• Text passage:
━━━━━━━━━━

The example computing device 600 may include a processing device (e.g., a general purpose processor, a PLD, etc.) 602, a main memory 604 (e.g., synchronous dynamic random access memory (DRAM), read-only memory (ROM)), a static memory 606 (e.g., flash memory and a data storage device 618), which may communicate with each other via a bus 630.
Processing device 602 may be provided by one or more general-purpose processing devices such as a microprocessor, central processing unit, or the like. In an illustrative example, processing device 602 may comprise a complex instruction set computing (CISC) microprocessor, reduced instruction set computing (RISC) microprocessor, very long instruction word (VLIW) microprocessor, or a processor implementing other instruction sets or processors implementing a combination of instruction sets. Processing device 602 may also comprise one or more special-purpose processing devices such as an application specific integrated circuit (ASIC), a field programmable gate array (FPGA), a digital signal processor (DSP), network processor, or the like. The processing device 602 may be configured to execute the operations described herein, in accordance with one or more aspects of the present disclosure, for performing the operations and steps discussed herein.

━━━━━━━━━━

• Extracted data:

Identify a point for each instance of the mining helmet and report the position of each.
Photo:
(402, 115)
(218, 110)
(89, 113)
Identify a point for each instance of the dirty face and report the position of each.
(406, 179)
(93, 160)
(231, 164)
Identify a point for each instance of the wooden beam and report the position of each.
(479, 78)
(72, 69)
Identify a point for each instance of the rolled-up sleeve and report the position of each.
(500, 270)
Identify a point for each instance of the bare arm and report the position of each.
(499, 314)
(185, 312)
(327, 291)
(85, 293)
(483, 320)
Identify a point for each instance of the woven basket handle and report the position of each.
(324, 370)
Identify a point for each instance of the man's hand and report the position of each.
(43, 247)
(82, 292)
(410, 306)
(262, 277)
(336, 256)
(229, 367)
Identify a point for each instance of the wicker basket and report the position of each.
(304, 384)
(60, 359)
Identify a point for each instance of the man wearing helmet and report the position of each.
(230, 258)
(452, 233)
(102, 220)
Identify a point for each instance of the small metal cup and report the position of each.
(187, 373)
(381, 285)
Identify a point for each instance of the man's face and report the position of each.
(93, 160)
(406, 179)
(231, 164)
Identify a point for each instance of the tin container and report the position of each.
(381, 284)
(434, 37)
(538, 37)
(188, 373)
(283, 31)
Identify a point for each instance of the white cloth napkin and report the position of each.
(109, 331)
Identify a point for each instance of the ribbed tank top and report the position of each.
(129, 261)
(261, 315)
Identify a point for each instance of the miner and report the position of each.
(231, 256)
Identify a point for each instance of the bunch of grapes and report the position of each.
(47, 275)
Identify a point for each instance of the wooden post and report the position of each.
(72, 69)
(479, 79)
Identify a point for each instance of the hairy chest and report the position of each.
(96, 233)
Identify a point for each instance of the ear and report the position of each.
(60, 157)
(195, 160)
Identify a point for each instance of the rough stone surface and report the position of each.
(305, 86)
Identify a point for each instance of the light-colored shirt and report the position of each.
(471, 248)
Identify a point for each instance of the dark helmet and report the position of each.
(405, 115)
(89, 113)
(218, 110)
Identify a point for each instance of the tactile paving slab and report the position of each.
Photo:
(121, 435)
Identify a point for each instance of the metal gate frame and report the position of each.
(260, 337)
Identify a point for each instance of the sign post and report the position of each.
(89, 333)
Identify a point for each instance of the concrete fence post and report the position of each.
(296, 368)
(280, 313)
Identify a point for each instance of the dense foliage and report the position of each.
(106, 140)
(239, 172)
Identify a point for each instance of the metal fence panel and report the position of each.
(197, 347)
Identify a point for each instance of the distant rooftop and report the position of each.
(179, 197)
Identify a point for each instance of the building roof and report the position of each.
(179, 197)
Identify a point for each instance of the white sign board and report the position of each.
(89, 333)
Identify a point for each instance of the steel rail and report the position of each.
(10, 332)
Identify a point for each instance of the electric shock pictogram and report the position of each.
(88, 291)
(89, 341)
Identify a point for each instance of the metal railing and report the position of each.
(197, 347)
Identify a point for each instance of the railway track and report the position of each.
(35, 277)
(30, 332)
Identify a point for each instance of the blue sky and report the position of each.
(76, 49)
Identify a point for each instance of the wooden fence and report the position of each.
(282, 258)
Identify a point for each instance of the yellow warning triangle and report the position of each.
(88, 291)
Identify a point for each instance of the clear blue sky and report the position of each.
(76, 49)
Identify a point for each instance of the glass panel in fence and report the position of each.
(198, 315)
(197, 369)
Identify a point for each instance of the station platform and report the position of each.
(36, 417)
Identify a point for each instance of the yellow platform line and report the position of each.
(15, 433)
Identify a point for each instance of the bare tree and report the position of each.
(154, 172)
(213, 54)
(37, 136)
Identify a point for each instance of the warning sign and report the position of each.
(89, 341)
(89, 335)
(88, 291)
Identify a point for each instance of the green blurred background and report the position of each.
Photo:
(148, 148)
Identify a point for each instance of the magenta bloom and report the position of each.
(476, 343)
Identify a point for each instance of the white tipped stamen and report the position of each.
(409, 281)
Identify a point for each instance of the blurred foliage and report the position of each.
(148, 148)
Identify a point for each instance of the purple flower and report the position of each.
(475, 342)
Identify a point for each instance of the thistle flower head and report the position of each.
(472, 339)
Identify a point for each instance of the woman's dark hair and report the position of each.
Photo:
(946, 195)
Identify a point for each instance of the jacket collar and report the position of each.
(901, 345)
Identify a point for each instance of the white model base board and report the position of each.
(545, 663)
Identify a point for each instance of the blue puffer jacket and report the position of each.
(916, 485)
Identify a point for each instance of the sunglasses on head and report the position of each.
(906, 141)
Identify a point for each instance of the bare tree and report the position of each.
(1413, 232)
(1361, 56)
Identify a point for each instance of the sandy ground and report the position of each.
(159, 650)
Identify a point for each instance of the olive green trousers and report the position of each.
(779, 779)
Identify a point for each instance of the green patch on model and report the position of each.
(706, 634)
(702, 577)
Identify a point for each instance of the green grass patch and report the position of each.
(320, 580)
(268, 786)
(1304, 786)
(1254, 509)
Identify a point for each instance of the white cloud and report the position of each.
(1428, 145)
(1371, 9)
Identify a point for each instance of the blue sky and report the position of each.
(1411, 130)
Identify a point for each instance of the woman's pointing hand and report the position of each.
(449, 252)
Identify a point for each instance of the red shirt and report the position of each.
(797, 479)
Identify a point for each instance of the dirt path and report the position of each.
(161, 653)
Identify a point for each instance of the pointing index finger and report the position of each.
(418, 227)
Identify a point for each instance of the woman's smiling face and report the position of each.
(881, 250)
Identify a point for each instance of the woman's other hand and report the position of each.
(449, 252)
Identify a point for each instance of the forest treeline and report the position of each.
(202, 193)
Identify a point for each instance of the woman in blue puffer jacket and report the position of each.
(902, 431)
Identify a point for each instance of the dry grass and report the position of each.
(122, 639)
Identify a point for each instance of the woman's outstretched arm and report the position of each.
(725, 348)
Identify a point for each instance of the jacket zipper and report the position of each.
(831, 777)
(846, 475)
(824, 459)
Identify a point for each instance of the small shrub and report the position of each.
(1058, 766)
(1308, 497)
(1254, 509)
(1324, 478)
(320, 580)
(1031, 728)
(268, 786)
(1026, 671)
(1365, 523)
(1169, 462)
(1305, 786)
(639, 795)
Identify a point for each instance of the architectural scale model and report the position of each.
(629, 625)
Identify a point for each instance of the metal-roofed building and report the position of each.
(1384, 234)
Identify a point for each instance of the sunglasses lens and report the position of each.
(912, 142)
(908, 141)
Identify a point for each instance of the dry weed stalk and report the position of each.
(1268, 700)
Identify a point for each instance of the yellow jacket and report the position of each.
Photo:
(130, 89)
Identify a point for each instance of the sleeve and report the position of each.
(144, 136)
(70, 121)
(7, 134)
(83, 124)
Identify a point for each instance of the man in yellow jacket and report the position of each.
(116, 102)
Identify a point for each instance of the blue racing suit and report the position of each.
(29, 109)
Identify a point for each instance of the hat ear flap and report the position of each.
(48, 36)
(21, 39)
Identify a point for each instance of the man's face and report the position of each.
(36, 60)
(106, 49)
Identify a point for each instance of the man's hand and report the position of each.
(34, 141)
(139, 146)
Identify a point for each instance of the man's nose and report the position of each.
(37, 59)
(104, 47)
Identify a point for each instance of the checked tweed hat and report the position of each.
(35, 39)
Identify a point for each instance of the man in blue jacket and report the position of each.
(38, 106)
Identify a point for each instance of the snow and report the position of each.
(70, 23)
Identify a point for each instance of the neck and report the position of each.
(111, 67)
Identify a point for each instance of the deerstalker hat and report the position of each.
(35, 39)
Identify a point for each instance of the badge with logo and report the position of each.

━━━━━━━━━━

• Tasks to perform:
**A)** Answer these questions using the computing device passage:
(i) Through what do the components of the example computing device 600 communicate with each other?
(ii) What reference number is given to the static memory?
(iii) What does the abbreviation FPGA stand for?
**B)** Retype the computing device passage from "The example computing" to "via a bus 630.".
The entries are not needed for any of these tasks.

• Answers to each task:
**A)**
(i) A bus 630
(ii) 606
(iii) Field programmable gate array

**B)**
The example computing device 600 may include a processing device (e.g., a general purpose processor, a PLD, etc.) 602, a main memory 604 (e.g., synchronous dynamic random access memory (DRAM), read-only memory (ROM)), a static memory 606 (e.g., flash memory and a data storage device 618), which may communicate with each other via a bus 630.